What is needed ->
Pick each line containing the word "coordinates" out of the data below.
┄┄┄┄┄┄┄┄┄┄┄┄┄┄┄┄┄┄┄┄
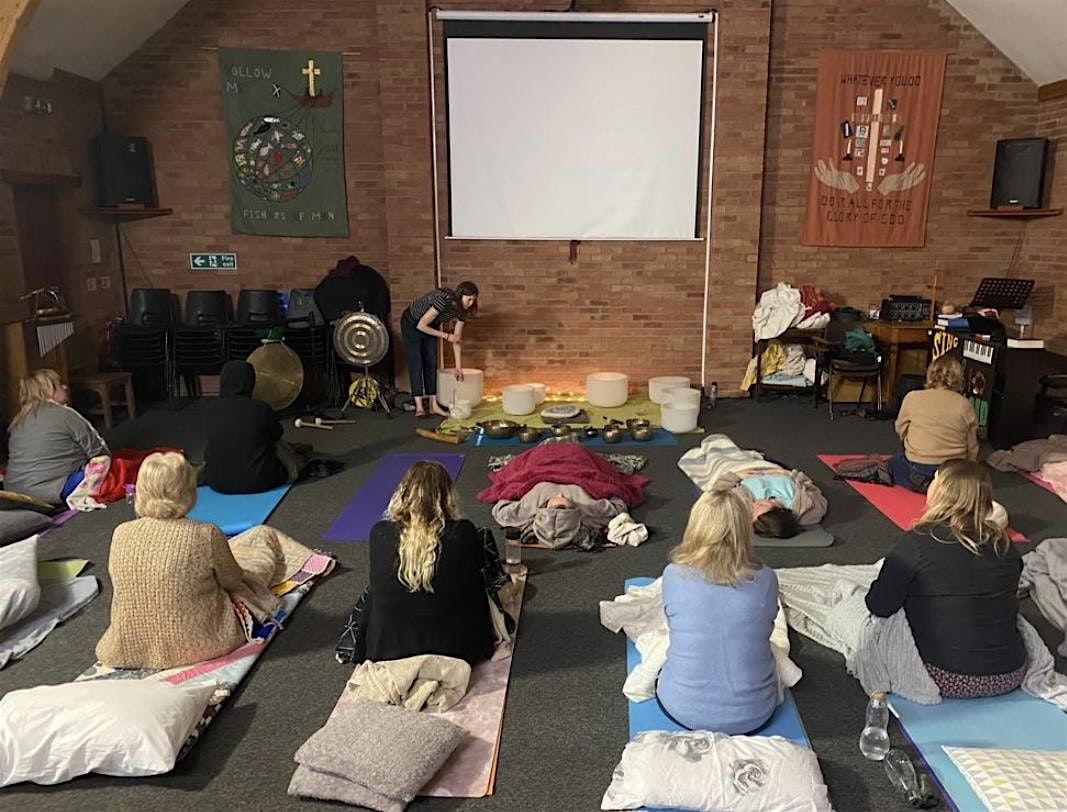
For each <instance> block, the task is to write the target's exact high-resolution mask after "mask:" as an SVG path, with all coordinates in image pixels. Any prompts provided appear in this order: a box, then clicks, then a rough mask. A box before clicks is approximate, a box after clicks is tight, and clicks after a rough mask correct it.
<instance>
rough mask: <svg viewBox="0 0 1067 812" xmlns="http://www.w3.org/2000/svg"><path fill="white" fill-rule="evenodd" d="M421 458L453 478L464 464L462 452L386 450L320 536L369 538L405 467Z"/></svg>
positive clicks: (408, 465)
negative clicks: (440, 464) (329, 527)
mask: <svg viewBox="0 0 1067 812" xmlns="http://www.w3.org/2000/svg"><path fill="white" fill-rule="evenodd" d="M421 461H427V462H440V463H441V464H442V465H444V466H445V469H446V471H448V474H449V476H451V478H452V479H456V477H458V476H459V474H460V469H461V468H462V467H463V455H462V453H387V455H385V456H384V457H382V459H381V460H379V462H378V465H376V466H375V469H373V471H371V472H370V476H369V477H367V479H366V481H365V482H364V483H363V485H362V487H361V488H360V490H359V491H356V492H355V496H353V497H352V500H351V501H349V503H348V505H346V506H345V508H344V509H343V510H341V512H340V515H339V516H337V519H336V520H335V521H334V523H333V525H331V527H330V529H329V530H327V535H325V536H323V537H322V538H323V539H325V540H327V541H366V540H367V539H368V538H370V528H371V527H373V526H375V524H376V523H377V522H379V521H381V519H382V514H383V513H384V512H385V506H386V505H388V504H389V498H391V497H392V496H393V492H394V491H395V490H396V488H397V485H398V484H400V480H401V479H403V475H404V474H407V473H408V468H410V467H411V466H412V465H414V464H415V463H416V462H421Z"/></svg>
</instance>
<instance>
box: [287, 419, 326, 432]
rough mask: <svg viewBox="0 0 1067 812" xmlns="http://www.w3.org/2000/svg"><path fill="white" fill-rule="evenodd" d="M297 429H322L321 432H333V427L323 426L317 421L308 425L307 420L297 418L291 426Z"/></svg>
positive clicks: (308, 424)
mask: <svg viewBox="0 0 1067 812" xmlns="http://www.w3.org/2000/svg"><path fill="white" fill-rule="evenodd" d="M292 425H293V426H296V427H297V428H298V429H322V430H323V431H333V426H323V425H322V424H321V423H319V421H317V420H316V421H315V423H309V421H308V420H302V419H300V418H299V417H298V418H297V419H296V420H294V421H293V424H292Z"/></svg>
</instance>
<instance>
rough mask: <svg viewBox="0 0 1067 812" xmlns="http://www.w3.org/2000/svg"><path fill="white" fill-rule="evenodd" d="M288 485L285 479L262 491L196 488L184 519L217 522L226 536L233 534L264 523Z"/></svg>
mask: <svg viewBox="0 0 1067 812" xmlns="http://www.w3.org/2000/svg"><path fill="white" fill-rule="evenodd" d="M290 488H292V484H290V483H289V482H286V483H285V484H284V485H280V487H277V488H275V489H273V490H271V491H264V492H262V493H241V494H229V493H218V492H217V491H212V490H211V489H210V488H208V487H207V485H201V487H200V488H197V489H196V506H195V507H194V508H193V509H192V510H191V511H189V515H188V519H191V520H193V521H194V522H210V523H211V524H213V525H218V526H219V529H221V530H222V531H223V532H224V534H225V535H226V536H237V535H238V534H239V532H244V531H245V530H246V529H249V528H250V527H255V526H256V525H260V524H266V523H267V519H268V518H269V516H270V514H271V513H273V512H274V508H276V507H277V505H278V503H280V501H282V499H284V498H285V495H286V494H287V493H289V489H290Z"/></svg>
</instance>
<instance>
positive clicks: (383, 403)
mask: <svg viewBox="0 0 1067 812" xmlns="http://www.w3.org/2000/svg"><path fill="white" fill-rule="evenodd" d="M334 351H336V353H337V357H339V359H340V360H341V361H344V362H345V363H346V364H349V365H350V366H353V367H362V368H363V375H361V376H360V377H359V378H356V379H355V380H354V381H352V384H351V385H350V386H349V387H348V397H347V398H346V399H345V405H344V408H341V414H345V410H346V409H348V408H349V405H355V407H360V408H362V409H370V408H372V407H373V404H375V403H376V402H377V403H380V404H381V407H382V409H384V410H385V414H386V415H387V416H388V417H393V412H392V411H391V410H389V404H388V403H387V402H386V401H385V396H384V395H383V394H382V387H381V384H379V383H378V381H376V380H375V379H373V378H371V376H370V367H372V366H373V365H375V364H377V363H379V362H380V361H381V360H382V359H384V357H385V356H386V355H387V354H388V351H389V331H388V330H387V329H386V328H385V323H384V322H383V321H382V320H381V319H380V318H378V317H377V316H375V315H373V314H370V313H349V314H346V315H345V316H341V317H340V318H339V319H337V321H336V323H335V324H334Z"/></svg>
┄┄┄┄┄┄┄┄┄┄┄┄┄┄┄┄┄┄┄┄
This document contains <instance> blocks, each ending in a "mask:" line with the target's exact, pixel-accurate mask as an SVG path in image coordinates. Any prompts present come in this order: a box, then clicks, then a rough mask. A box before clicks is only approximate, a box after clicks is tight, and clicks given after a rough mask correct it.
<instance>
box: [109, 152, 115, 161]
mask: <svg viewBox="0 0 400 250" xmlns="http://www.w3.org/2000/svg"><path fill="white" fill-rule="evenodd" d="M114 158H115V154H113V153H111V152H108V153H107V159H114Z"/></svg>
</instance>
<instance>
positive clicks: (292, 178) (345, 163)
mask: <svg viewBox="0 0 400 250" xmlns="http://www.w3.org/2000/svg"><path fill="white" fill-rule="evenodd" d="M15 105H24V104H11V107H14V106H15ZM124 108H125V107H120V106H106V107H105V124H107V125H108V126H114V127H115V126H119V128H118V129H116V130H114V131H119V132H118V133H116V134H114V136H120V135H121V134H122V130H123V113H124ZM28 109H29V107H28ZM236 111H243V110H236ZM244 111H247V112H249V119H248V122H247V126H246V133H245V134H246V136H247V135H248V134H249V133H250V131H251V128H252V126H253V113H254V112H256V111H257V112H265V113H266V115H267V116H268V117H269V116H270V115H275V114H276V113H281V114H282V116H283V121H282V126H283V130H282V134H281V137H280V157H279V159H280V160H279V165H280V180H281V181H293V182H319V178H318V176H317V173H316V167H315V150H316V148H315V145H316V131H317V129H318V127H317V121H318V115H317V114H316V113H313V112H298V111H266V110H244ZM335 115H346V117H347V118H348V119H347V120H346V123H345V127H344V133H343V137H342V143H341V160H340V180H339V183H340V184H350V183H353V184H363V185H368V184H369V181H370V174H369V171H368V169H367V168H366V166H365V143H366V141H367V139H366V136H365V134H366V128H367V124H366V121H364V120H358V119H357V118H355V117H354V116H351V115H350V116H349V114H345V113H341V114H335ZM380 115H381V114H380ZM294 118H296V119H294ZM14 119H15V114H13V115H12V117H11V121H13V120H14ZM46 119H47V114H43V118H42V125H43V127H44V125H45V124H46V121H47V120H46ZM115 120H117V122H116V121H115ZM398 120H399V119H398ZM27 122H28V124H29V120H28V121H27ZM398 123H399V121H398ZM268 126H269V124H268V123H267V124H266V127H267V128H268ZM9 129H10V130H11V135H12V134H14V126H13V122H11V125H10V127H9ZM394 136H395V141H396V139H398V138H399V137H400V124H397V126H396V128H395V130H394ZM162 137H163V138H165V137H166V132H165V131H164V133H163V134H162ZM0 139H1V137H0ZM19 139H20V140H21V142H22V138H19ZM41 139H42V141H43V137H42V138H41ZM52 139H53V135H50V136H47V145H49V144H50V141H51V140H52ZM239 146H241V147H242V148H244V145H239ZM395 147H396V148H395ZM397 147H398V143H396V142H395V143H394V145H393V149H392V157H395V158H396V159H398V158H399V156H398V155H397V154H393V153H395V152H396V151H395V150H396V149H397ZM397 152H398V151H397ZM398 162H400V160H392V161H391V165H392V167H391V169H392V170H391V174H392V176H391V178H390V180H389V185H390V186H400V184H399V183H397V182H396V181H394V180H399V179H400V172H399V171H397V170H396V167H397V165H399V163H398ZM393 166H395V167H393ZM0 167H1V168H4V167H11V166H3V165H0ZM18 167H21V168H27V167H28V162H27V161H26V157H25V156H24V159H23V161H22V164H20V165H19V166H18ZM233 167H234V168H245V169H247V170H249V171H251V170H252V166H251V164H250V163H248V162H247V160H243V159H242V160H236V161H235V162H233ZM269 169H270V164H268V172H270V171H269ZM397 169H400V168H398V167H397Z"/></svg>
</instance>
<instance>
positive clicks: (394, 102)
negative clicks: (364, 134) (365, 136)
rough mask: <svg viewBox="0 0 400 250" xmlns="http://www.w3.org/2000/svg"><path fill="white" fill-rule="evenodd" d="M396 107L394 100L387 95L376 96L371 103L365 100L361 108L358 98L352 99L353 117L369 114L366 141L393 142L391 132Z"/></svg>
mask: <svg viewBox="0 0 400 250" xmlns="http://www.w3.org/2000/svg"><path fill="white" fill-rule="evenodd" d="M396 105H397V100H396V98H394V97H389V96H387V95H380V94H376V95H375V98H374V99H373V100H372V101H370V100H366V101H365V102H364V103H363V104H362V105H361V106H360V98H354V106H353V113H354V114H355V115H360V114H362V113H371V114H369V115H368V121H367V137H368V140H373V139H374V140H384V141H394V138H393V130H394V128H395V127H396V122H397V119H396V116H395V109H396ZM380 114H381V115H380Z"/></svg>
┄┄┄┄┄┄┄┄┄┄┄┄┄┄┄┄┄┄┄┄
Result for this exercise ->
For each <instance> block, the task is to write the target's exact high-resolution mask after "mask:" as an SVG path, with all coordinates in image pixels. Any prompts provided appear in this order: a box, then clicks, then a rough mask. A box before clicks is approximate, a box after clicks is tight, and clicks after a rough mask correct it.
This document contains <instance> blocks, each ending in a "mask:" line with the target's exact, pixel-accurate mask as an SVG path in image coordinates. Any prompts present come in this order: a box, then clicks, then a rough mask. A box before clicks is only approximate, a box after clicks is tight, and clicks given after a rough mask correct it.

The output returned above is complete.